##### TEXT PROVIDED
It’s very refreshing shouted Kosmo Kramer!
And truth be told, these bad boys are absolutely dee-lish-usssss! That said, did you catch the alcohol content? 5.9%! A bit aggressive for something that tastes EXACTLY like a MUG Root Beer, wouldn’t you agree? For your non-beer drinkers that’s double the booze of what your average Bud/Miller Lite/Coors Light are throwing at you. Oh and did I mention how freakin delicious they are? Even for the professional brew drowners, there is a taste that comes with beer that reminds you that it is not Yoo Hoo or Gatorade and should be drank responsibly. Point being is that unless you are at a fraternity (by the way wouldn’t the best douchy fraternity name be ‘Chips Ahoy’? As in, ‘Greetings, my name is Malcolm “Chips” Ahoy the 5th. Polo anyone?) flip cup tournament, the occasions where you chug beers is few and far between. Not the case with NYFRB. I would equate the experience to a kid tasting
cocaine suger for the first time. In the immortal words of Will Ferrell in Old School, “Once it hits your lips, it’s so good!
##########
WHAT YOU HAVE TO DO =
Answer these questions using the beer review, one answer per line, numbered the same way.
1. What alcohol content does the review give for the beers?
2. Which brand of root beer does the review say they taste exactly like?
3. Which actor and film does the review quote at the end?
##### ENTRIES SUPPLIED
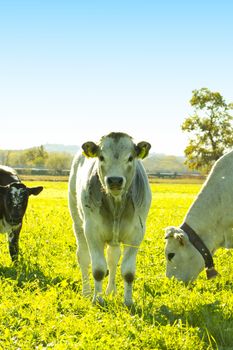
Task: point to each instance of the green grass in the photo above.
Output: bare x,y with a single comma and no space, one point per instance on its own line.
41,306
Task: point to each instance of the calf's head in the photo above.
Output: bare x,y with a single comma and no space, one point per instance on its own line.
15,199
116,160
183,261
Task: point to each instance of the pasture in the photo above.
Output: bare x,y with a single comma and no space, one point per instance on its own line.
42,306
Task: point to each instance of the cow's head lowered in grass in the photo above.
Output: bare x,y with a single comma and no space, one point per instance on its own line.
15,199
184,262
116,155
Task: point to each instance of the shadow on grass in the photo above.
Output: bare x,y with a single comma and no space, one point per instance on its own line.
24,274
213,325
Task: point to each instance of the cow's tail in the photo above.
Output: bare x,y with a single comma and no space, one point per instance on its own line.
72,187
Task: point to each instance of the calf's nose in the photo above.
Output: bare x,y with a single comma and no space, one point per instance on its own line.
115,181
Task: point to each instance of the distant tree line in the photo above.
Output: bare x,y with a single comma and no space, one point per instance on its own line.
210,129
36,157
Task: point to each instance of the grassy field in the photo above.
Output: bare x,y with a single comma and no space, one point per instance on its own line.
42,307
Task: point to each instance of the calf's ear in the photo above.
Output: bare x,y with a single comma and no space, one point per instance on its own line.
34,190
3,189
90,149
142,149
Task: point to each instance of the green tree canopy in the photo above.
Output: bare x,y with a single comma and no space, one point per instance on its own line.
210,129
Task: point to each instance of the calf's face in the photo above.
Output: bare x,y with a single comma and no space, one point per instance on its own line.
183,261
15,199
116,155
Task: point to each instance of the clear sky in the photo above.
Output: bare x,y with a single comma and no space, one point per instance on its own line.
74,70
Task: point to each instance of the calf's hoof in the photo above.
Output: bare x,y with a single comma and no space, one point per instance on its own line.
99,301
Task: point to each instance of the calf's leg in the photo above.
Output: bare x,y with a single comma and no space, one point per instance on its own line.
13,241
113,256
128,268
99,267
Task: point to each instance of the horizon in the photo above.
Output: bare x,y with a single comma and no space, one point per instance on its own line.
75,71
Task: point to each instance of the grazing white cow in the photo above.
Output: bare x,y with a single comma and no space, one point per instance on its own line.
109,199
207,226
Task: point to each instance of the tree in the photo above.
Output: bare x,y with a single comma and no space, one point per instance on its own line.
59,161
210,128
36,156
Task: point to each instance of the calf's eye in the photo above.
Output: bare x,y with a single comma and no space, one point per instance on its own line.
170,256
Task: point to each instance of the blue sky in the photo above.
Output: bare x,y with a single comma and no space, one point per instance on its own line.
72,71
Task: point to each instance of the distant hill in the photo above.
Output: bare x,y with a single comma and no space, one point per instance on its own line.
164,163
72,149
155,162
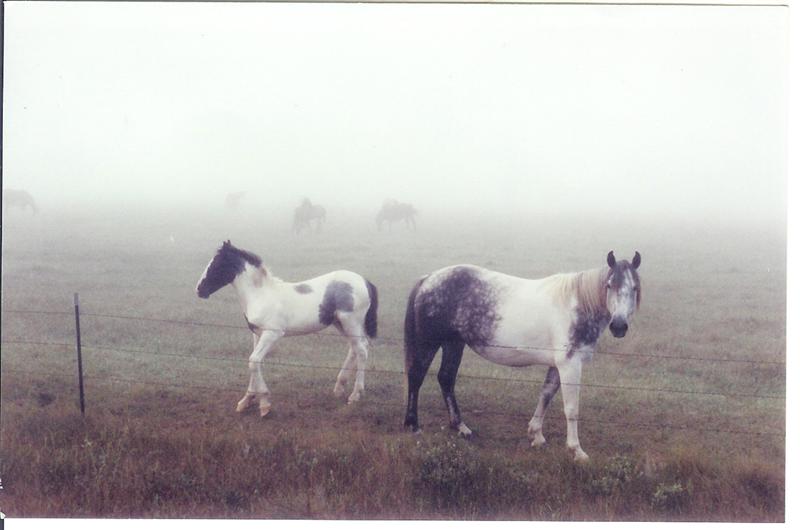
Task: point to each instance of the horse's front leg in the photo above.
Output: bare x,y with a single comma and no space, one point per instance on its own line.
551,385
257,386
570,374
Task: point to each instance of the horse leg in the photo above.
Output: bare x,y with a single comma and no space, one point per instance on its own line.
570,375
422,358
352,329
549,390
257,386
452,351
345,373
359,345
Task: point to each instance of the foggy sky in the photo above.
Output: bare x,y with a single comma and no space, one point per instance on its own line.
669,110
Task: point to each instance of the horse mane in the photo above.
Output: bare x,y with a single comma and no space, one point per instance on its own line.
250,257
588,287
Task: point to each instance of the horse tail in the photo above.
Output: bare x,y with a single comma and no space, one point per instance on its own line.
410,337
371,318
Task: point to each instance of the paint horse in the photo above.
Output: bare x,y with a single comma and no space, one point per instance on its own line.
274,308
512,321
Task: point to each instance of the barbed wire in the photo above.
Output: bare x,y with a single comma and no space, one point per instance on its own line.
463,375
372,400
397,340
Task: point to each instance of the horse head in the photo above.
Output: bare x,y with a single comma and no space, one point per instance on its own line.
623,292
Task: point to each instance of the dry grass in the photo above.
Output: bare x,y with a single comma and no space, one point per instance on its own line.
156,446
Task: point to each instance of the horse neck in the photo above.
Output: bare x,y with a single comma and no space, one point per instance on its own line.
252,283
590,288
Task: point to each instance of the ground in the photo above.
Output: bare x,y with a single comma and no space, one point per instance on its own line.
683,418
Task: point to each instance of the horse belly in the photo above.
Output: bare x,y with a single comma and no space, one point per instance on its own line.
508,356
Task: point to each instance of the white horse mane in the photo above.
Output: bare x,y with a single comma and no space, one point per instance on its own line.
589,287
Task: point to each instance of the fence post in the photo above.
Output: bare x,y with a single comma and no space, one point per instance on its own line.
78,344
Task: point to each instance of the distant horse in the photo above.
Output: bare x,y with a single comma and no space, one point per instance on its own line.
274,308
233,200
305,214
19,199
392,211
555,321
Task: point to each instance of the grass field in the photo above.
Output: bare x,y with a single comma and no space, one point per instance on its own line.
161,439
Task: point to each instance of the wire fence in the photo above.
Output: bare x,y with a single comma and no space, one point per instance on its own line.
390,341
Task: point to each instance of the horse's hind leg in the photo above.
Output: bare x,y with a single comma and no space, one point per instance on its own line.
416,370
356,334
345,374
452,352
552,382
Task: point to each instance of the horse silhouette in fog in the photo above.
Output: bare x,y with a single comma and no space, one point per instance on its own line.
19,199
393,210
233,200
307,213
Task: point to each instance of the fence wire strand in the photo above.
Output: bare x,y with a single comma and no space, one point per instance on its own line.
372,400
396,340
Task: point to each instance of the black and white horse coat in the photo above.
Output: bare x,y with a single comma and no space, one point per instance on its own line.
274,308
555,321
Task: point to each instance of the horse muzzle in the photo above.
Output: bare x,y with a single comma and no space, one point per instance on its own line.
618,328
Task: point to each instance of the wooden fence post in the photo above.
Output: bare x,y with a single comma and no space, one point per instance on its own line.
78,344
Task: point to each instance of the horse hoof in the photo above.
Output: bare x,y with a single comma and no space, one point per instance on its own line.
580,456
464,431
243,404
538,441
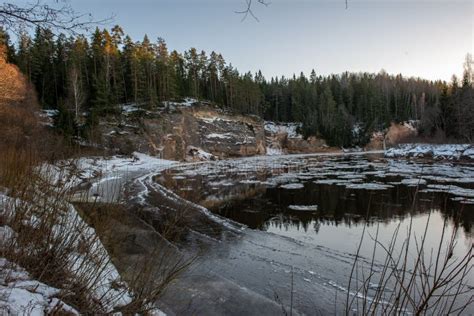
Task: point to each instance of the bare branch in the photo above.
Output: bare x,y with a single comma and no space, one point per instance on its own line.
59,17
248,9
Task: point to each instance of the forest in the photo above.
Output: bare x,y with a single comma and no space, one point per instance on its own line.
86,78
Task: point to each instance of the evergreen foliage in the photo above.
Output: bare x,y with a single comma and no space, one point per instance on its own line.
94,76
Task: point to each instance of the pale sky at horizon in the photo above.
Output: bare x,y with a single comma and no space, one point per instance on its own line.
421,38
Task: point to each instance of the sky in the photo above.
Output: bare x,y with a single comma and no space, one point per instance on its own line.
421,38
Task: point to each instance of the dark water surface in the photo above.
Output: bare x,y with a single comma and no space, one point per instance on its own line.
306,214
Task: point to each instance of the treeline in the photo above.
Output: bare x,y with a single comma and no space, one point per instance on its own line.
86,78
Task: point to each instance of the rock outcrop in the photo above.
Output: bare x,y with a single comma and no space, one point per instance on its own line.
284,138
185,133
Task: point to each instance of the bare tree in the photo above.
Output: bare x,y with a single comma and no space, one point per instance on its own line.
56,15
77,92
248,8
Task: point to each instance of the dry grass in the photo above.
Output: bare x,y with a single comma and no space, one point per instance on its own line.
57,247
413,279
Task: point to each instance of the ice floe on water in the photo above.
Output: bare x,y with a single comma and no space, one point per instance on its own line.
436,151
451,189
303,207
292,186
413,182
369,186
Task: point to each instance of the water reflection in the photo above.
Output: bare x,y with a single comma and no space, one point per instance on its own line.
348,191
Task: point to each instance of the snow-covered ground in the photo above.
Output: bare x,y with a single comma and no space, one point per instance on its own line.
436,151
22,295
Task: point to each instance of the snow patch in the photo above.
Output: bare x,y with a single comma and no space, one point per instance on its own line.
436,151
290,129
##########
RESPONSE =
1. 5.9%
2. MUG Root Beer
3. Will Ferrell in Old School